The process of training should be the following:

- Loop over the entire dataset $k$ times (say, 1000). On each iteration:
- Loop over each point in the dataset. For a given point in the dataset (consisting of an input $x$ and a label $y$):
- Run the classifier's `forward` method to compute an error for the given $(x,y)$ pair.
- Then run the classifier's `backward` method to get the necessary gradients.
- Then update the model parameters using the gradient descent update rule described in class. On iteration $k+1$, the update rules you should use are

  $$ W^{(k+1)} \leftarrow W^{(k)} - \alpha_W * \frac{\partial L}{\partial W} $$ 
  
  and

  $$ b^{(k+1)} \leftarrow b^{(k)} - \alpha_b * \frac{\partial L}{\partial b} $$

In [None]:
# training
for i in range(1000):
    for j in range(easy_x.shape[0]):
        # TODO
        pass

Once properly trained, the decision line determined by your model should "line up" correctly with your data, so we re-run the mesh visualization to see how we do. We will learn about quantifying our error later in the course.

■ **Complete the following**:
**1)** Retype the stretch of the training instructions from "- Loop over the" through "the necessary gradients.".
**2)** In the listing, please take the stretch from the line containing "One point lands on every instance of the blue" through the line containing "pixel 264 245" and rewrite it with "snowy embankment" renamed to "snowbank", changing nothing else. Return only those lines, with the pictures left out.

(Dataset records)
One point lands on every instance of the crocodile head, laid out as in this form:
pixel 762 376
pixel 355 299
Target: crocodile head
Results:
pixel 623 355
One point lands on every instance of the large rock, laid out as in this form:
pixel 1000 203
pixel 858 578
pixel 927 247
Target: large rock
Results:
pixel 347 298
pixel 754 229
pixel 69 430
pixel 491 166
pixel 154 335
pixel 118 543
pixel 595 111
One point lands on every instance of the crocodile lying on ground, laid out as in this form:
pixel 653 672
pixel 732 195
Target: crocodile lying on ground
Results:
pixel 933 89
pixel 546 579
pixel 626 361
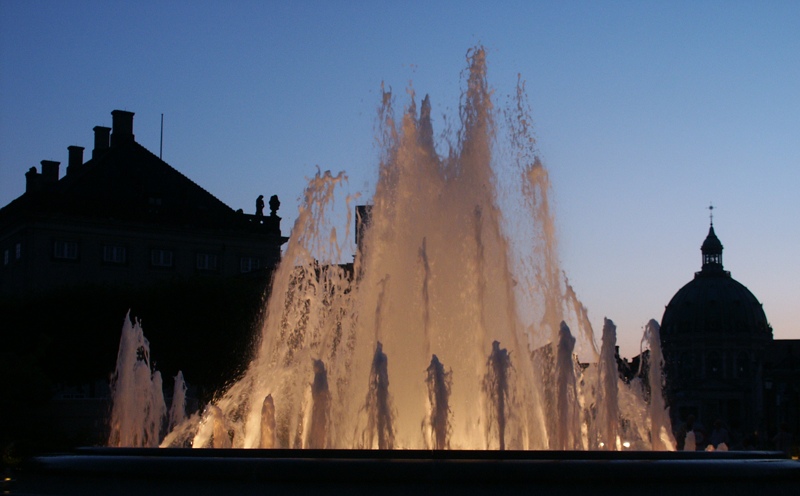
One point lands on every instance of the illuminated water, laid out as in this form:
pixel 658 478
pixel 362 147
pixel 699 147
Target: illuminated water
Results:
pixel 455 327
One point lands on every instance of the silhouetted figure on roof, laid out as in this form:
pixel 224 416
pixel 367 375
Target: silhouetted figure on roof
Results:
pixel 260 205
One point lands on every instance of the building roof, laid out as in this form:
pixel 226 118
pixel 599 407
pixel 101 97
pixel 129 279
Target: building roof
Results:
pixel 713 302
pixel 123 182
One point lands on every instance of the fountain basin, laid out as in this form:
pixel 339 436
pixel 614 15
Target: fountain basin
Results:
pixel 242 472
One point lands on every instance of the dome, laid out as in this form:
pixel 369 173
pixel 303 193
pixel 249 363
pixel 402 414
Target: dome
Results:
pixel 713 302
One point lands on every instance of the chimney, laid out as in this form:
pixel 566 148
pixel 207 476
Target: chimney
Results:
pixel 100 140
pixel 32 181
pixel 122 123
pixel 50 171
pixel 75 158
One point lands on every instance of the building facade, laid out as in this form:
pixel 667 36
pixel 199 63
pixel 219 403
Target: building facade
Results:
pixel 125 218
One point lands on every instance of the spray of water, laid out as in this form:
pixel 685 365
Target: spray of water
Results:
pixel 458 255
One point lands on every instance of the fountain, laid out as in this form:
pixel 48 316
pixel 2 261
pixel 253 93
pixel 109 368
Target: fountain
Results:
pixel 451 328
pixel 446 353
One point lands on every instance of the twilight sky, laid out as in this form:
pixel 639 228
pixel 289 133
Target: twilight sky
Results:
pixel 644 111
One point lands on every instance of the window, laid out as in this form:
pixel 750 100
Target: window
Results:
pixel 714 364
pixel 65 250
pixel 249 264
pixel 207 261
pixel 115 254
pixel 161 258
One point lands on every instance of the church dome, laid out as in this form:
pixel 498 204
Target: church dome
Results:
pixel 713 302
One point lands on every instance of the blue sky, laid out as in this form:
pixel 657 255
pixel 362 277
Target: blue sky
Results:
pixel 644 112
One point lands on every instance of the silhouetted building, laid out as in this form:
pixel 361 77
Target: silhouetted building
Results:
pixel 717 343
pixel 121 231
pixel 125 217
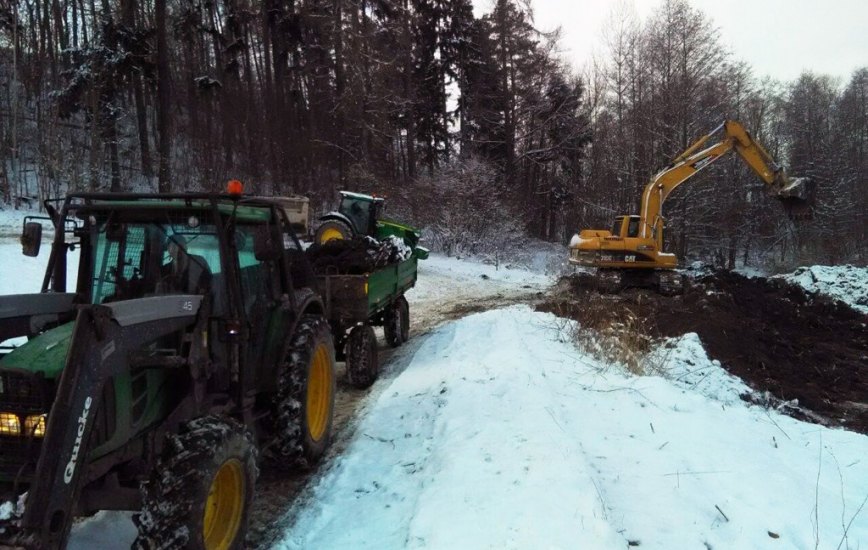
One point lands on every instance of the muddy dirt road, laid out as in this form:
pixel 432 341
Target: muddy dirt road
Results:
pixel 446 290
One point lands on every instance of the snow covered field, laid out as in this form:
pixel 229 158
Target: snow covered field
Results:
pixel 500 434
pixel 846 283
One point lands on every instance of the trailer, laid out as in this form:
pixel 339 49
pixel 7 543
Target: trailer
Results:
pixel 355 304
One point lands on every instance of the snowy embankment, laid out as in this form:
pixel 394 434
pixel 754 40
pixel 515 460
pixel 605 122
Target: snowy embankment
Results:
pixel 846 283
pixel 499 434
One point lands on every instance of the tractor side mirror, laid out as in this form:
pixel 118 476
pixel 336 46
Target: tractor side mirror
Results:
pixel 31 239
pixel 264 245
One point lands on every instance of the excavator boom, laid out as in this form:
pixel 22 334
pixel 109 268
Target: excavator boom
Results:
pixel 636 242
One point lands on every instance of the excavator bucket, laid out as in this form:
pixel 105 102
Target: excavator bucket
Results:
pixel 797 196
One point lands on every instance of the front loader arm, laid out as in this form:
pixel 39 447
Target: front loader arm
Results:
pixel 28 314
pixel 103 337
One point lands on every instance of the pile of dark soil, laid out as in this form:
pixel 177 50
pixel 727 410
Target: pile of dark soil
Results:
pixel 771 334
pixel 354 256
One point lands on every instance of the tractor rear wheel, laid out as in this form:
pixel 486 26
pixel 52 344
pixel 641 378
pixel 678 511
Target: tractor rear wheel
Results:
pixel 305 402
pixel 362 360
pixel 200 492
pixel 330 230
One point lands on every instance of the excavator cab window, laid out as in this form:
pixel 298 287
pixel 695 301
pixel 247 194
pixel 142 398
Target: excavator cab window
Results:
pixel 633 227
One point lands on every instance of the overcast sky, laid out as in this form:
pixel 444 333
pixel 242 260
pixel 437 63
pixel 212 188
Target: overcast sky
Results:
pixel 778 38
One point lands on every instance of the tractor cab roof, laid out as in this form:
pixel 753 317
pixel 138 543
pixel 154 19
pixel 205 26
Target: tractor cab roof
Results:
pixel 245 209
pixel 361 197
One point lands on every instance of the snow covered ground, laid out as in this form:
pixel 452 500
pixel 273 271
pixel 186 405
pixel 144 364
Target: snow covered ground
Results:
pixel 843 282
pixel 500 434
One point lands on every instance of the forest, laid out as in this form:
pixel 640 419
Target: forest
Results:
pixel 475 127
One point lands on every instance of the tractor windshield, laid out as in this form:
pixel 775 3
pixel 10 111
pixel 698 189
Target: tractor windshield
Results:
pixel 137 259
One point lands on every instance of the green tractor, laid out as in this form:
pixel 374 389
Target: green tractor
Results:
pixel 360 215
pixel 194 343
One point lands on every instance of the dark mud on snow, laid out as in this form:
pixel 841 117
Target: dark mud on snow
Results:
pixel 773 335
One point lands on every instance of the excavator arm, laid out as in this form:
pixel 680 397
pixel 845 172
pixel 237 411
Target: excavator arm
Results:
pixel 793 192
pixel 632 251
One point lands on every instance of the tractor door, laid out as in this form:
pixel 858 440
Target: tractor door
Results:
pixel 265 293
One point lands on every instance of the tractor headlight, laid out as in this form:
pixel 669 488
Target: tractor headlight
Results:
pixel 35 425
pixel 10 424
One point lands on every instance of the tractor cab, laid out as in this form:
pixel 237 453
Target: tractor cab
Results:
pixel 363 211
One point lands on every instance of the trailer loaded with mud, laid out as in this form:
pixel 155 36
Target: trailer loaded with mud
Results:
pixel 198 341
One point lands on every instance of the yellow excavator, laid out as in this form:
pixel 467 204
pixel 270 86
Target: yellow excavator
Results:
pixel 631 254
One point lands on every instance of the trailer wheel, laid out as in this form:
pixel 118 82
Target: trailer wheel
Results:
pixel 331 230
pixel 200 492
pixel 392 322
pixel 396 322
pixel 362 360
pixel 305 402
pixel 405 317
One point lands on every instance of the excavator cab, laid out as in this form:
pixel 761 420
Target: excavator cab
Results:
pixel 626 227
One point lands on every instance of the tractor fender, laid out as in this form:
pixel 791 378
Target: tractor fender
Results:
pixel 335 215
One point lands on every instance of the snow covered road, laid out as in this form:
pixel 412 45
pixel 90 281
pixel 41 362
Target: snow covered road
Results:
pixel 490 430
pixel 500 435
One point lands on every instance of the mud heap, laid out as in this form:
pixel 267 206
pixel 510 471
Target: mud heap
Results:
pixel 768 332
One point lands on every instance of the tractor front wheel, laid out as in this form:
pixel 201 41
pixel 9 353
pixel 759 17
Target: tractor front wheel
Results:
pixel 305 403
pixel 200 492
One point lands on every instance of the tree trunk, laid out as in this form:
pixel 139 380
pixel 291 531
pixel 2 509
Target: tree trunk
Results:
pixel 164 183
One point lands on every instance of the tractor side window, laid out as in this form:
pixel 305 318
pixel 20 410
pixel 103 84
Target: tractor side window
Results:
pixel 358 212
pixel 256 275
pixel 119 263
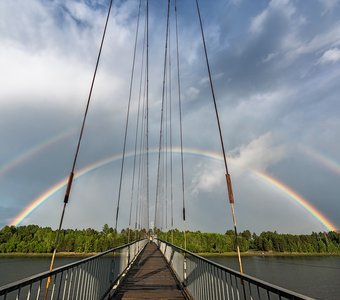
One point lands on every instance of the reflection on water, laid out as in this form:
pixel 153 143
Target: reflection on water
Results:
pixel 314 276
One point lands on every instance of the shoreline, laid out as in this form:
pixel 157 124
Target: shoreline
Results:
pixel 59 254
pixel 228 254
pixel 268 254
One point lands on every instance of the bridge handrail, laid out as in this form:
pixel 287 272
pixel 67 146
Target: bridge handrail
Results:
pixel 216 276
pixel 43 276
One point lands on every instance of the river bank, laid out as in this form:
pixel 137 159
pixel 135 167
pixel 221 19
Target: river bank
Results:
pixel 227 254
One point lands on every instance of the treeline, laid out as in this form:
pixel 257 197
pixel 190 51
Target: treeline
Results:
pixel 35 239
pixel 201 242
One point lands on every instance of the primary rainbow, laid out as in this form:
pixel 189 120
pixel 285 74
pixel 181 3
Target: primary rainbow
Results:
pixel 298 198
pixel 92 167
pixel 188 151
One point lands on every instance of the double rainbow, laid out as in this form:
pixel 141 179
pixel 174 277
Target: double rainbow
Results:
pixel 188 151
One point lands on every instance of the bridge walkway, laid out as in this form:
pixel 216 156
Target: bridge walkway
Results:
pixel 149 278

■ **Final results**:
**1)**
- Loop over the entire dataset $k$ times (say, 1000). On each iteration:
- Loop over each point in the dataset. For a given point in the dataset (consisting of an input $x$ and a label $y$):
- Run the classifier's `forward` method to compute an error for the given $(x,y)$ pair.
- Then run the classifier's `backward` method to get the necessary gradients.

**2)**
One point lands on every instance of the blue sky, laid out as in this form:
pixel 657 255
pixel 362 277
Target: blue sky
Results:
pixel 644 112
One point lands on every instance of the silhouetted building, laid out as in this form:
pixel 361 77
Target: silhouetted building
Results:
pixel 717 343
pixel 121 231
pixel 125 217
One point lands on every instance of the muddy dirt road, laid out as in this form:
pixel 432 341
Target: muddy dirt road
Results:
pixel 446 290
One point lands on every instance of the snow covered field, laid out as in this form:
pixel 229 158
Target: snow covered field
Results:
pixel 500 434
pixel 846 283
One point lands on every instance of the trailer, laid out as in this form:
pixel 339 49
pixel 7 543
Target: trailer
Results:
pixel 355 304
One point lands on every instance of the snowbank, laid out as in this form:
pixel 394 434
pixel 754 40
pixel 515 460
pixel 605 122
Target: snowbank
Results:
pixel 846 283
pixel 499 434
One point lands on every instance of the tractor side mirror, laid out as in this form:
pixel 118 476
pixel 336 46
Target: tractor side mirror
Results:
pixel 31 239
pixel 264 245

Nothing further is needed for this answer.